• [DESCRIPTION OF THE TASK]
Locate each line in the rows below that contains the string "this" and copy those lines out. Matching is case-sensitive.

• [EXTRACTED ENTRIES]
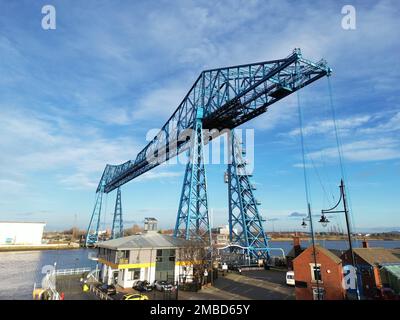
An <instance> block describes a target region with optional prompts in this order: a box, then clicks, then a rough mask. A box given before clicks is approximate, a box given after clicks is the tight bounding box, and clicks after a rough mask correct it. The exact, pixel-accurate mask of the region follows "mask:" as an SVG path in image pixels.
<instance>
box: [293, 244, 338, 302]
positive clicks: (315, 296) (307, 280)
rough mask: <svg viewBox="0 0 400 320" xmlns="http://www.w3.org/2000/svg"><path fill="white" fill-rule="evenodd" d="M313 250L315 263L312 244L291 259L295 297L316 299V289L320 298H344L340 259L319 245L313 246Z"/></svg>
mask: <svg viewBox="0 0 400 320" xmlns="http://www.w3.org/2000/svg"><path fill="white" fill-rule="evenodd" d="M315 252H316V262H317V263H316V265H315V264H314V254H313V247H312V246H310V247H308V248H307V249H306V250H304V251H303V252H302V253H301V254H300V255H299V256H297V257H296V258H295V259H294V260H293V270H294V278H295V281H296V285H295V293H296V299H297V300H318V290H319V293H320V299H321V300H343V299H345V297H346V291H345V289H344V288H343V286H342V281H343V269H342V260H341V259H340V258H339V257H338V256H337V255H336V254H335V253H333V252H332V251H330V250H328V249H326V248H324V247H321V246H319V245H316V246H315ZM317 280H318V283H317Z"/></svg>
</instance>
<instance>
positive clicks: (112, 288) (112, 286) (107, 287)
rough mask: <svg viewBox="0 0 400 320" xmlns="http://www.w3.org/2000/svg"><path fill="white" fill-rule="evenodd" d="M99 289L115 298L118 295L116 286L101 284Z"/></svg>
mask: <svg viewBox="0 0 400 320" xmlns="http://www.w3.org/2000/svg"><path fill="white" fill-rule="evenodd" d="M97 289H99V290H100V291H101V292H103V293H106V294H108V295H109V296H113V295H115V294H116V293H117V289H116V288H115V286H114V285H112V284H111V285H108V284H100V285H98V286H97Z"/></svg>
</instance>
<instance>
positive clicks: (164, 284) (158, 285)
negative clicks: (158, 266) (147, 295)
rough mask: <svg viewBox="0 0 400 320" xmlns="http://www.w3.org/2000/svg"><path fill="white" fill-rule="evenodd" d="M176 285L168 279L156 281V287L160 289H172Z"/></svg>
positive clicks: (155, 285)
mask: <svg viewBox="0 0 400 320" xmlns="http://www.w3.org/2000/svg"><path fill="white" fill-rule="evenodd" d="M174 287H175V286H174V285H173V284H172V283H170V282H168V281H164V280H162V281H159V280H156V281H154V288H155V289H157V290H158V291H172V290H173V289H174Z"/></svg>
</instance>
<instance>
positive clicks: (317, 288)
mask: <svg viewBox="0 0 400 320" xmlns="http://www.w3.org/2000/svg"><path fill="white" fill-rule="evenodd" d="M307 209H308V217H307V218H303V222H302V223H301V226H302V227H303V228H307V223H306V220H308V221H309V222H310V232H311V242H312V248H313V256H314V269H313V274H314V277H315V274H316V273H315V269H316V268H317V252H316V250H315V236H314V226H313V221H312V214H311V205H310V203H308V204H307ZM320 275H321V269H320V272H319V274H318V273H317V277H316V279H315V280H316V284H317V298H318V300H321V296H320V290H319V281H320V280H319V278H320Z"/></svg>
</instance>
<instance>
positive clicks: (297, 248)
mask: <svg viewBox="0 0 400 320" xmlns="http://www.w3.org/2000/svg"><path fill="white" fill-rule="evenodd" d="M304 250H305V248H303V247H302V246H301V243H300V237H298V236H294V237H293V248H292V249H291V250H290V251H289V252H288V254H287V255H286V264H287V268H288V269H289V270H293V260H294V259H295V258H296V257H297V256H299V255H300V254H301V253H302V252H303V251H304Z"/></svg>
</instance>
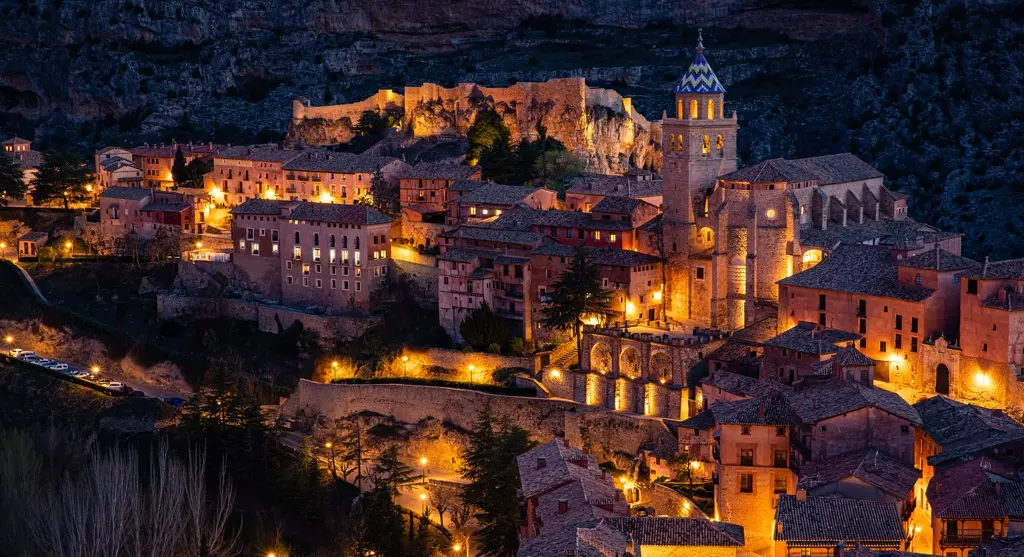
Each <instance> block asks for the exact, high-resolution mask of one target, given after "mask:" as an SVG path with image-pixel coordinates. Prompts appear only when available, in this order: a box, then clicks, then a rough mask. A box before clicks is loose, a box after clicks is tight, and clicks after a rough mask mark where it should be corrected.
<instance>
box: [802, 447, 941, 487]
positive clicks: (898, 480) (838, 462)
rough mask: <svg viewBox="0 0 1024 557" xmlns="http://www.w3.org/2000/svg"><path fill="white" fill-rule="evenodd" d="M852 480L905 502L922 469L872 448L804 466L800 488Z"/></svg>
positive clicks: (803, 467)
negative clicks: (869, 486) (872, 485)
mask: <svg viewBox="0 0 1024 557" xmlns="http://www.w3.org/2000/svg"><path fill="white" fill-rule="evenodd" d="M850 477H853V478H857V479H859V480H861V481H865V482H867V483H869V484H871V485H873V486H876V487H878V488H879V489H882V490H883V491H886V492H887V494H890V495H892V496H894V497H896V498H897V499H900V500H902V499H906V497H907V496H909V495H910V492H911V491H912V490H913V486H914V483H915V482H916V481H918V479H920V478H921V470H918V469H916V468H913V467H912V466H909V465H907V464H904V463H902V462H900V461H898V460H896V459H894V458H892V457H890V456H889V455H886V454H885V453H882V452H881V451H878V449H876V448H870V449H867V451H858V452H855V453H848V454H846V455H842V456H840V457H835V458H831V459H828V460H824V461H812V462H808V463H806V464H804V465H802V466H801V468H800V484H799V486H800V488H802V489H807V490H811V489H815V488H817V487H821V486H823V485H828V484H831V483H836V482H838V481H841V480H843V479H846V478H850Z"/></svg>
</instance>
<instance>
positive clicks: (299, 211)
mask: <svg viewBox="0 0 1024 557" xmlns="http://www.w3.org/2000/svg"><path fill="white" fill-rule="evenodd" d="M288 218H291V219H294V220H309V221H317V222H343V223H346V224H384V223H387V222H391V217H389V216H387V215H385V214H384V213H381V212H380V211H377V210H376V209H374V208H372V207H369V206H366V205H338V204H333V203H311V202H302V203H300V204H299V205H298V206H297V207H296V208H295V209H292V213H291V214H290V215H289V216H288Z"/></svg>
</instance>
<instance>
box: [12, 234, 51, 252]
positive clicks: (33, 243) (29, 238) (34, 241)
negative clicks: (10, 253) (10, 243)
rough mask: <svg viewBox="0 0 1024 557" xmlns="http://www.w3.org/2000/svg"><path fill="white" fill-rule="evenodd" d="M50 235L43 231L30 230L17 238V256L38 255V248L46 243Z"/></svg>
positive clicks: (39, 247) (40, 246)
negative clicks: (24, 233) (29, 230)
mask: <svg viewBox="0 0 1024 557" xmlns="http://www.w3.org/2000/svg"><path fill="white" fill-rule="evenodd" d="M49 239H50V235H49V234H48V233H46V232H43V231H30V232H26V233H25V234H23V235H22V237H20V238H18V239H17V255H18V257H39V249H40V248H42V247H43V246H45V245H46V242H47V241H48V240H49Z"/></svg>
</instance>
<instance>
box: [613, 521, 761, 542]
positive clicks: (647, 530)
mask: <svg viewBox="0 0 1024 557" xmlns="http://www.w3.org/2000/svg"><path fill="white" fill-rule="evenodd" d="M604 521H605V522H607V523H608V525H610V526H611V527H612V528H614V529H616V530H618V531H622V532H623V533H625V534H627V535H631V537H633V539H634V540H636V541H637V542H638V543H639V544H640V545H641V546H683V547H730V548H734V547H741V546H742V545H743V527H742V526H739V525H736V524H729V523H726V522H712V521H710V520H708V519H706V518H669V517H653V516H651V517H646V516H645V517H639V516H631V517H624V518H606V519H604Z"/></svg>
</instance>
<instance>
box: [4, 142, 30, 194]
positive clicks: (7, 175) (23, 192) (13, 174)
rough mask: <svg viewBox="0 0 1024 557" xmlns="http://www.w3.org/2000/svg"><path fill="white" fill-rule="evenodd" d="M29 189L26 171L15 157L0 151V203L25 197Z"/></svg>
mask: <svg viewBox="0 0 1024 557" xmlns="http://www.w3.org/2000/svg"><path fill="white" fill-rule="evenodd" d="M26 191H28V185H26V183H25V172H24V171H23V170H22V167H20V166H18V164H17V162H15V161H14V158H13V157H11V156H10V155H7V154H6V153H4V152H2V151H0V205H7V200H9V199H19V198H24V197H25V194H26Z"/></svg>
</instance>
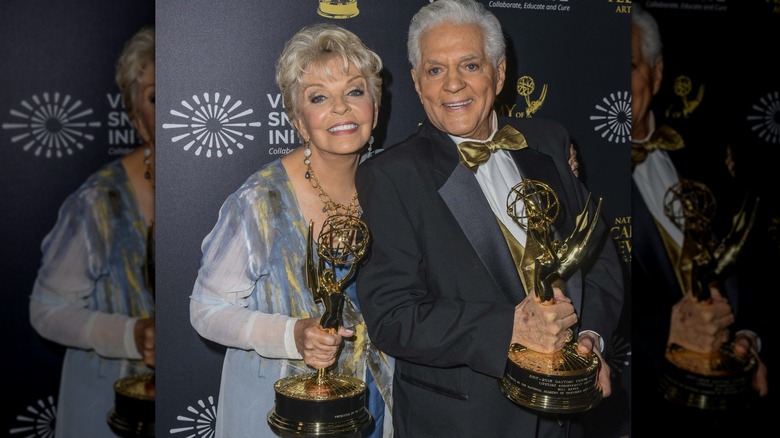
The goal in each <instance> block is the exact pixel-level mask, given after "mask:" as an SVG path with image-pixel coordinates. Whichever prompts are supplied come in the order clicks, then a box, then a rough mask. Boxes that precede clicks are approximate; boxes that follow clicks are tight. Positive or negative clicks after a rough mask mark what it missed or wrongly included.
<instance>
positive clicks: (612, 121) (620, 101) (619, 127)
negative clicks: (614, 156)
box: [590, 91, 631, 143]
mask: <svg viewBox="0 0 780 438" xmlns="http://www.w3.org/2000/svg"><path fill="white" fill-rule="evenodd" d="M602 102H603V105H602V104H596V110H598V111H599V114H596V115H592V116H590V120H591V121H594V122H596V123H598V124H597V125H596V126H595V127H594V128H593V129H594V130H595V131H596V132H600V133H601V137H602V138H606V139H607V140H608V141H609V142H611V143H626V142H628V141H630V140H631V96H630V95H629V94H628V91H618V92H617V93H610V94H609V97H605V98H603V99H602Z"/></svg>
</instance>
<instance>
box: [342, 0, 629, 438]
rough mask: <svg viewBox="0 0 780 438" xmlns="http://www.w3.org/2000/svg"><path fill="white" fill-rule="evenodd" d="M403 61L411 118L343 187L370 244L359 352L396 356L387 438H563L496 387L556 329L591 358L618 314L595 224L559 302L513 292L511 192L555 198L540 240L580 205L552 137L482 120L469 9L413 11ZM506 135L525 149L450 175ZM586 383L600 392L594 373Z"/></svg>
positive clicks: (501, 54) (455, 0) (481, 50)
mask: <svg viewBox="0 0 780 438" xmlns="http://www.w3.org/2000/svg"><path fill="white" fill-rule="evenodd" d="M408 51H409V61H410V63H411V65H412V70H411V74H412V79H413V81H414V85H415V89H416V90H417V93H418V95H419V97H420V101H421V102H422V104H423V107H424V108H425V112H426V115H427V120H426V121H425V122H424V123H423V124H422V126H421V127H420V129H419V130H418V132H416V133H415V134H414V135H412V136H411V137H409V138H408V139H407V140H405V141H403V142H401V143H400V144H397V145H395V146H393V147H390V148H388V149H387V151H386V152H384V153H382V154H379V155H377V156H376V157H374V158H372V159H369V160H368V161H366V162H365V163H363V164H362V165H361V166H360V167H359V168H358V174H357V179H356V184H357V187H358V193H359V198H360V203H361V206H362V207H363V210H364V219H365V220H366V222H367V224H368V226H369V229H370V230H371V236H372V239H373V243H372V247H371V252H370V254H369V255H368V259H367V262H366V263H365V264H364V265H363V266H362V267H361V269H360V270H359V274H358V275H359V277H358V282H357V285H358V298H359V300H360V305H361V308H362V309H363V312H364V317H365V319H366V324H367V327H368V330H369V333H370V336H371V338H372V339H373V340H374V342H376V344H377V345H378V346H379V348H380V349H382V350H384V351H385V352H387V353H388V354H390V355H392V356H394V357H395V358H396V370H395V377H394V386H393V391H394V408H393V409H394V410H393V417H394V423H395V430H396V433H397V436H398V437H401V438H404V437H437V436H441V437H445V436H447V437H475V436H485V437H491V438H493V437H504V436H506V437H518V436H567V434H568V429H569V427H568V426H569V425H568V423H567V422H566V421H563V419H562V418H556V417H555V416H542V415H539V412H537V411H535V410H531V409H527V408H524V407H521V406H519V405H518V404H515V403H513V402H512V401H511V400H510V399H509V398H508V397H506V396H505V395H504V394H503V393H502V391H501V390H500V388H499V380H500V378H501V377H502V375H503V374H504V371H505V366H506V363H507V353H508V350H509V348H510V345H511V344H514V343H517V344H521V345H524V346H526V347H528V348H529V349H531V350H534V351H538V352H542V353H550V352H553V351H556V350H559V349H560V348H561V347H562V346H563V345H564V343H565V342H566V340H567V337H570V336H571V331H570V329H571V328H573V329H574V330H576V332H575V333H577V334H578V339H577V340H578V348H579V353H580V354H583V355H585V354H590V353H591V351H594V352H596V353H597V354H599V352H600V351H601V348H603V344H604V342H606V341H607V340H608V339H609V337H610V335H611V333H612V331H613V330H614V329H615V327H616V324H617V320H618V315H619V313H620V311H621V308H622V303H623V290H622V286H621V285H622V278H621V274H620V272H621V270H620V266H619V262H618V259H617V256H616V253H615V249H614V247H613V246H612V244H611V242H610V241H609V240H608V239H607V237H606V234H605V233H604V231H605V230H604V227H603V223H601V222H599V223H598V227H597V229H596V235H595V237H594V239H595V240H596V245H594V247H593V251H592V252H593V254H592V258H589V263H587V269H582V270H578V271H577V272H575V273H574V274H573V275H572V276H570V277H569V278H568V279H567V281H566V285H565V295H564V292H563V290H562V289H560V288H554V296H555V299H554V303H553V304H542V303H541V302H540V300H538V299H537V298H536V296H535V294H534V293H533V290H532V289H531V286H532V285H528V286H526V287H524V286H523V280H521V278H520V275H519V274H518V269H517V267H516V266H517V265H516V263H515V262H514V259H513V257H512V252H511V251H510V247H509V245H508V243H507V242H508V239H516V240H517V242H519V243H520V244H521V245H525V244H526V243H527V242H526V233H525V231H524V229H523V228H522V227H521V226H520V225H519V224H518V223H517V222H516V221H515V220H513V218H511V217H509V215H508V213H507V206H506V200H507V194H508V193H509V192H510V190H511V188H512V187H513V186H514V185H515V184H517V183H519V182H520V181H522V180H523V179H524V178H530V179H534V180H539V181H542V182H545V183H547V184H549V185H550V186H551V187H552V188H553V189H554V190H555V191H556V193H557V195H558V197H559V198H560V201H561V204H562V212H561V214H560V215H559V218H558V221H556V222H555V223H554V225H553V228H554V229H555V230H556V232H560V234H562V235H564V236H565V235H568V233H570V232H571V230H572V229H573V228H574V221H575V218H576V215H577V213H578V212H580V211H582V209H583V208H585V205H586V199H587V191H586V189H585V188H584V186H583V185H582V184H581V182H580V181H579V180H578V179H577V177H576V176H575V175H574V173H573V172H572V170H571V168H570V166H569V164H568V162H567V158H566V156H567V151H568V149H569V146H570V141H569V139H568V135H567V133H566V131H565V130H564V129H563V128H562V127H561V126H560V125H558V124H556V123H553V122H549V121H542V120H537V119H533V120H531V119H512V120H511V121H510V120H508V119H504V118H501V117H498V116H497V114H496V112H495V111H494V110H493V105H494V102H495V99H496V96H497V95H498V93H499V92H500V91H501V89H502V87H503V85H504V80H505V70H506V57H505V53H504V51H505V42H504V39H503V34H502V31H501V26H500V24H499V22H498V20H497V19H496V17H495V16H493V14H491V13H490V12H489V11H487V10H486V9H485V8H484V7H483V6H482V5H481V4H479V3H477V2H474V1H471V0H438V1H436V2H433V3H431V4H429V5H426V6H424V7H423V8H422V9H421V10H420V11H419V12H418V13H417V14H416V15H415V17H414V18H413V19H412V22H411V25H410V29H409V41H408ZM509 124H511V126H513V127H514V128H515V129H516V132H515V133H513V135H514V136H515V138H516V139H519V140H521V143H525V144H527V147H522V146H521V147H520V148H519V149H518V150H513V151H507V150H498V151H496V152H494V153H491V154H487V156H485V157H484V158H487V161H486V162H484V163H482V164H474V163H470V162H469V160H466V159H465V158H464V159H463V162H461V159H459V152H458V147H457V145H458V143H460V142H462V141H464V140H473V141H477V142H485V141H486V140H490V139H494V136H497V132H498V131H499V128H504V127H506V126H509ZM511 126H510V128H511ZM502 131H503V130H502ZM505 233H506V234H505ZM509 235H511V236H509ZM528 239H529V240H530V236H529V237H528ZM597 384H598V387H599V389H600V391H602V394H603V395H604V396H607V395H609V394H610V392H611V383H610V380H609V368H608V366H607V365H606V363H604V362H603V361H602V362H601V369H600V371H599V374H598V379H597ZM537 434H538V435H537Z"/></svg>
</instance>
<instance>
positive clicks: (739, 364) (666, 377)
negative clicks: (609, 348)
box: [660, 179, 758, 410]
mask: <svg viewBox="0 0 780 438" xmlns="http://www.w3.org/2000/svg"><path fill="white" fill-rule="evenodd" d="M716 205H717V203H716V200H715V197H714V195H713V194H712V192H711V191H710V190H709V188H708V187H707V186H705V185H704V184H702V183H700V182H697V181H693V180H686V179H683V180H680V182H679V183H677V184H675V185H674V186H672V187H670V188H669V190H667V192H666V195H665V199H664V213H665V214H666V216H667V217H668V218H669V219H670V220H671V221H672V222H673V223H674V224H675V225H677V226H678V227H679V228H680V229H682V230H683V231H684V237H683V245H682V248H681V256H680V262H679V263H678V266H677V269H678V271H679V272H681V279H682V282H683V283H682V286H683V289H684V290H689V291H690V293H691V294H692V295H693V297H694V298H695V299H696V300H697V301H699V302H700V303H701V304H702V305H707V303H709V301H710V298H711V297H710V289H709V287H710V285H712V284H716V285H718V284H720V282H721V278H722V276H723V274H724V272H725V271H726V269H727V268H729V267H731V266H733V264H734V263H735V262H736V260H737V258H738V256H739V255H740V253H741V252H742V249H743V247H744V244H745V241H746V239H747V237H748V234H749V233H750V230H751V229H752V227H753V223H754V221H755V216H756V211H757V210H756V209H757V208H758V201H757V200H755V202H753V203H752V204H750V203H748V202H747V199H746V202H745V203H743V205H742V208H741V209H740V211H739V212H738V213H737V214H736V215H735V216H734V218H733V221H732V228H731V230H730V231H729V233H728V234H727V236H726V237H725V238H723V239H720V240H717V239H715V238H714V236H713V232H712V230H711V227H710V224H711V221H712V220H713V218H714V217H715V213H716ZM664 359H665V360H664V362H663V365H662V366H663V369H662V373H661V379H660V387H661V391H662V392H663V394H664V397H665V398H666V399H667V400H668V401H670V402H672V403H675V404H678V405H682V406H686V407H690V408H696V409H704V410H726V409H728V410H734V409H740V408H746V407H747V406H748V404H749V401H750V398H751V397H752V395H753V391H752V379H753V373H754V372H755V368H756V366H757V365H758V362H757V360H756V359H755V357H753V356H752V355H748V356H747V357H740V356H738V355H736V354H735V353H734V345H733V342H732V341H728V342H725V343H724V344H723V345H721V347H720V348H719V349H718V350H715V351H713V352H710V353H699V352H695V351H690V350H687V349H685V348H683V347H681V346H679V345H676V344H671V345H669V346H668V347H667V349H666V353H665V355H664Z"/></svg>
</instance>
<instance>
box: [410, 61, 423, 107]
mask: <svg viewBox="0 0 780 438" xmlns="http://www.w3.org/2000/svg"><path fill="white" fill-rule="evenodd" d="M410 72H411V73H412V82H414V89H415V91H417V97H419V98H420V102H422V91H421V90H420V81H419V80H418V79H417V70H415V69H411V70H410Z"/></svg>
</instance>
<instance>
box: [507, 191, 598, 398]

• [RESULT OF THE TASK]
An <instance> block describes a target region with optional prompts in this order: a box, then clicks, then a rough mask. A box given before clicks is approximate, a box given after clicks is the tight bounding box, and clicks after a rough mask correct it. The exact, pixel-accurate mask of the region follows "mask:" as an SVG path in image pixels.
Each <instance> block asks for the exact, high-resolution mask of one target, given after "mask:" as an SVG path with image-pixel coordinates. Prompts appear only when available, in this order: a box, then clicks, then a rough mask. A box before clicks is loose, a box after clicks is tight, and clicks after a rough mask mark where it should be corrected.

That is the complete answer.